## Items
☆ ☆ ☆ ☆ ☆
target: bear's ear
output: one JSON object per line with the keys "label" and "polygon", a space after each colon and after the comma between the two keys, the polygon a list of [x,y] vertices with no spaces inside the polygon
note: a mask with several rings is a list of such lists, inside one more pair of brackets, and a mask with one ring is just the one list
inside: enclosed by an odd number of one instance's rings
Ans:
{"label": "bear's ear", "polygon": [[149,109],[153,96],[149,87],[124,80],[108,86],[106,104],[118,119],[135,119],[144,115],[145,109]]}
☆ ☆ ☆ ☆ ☆
## What the exercise asks
Reproduce the whole listing above, requests included, and increase every polygon vertex coordinate in the answers by 108.

## Written response
target: bear's ear
output: one JSON object per line with the keys "label" and "polygon", a space after each colon and after the comma between the two keys, the polygon a list of [x,y] vertices with no spaces inside the polygon
note: a mask with several rings is a list of such lists, inside one more pair of brackets, and a mask with one ring is just the one list
inside: enclosed by an odd number of one instance's rings
Ans:
{"label": "bear's ear", "polygon": [[257,217],[261,204],[257,195],[232,188],[216,194],[214,212],[226,227],[243,227],[252,223],[253,217]]}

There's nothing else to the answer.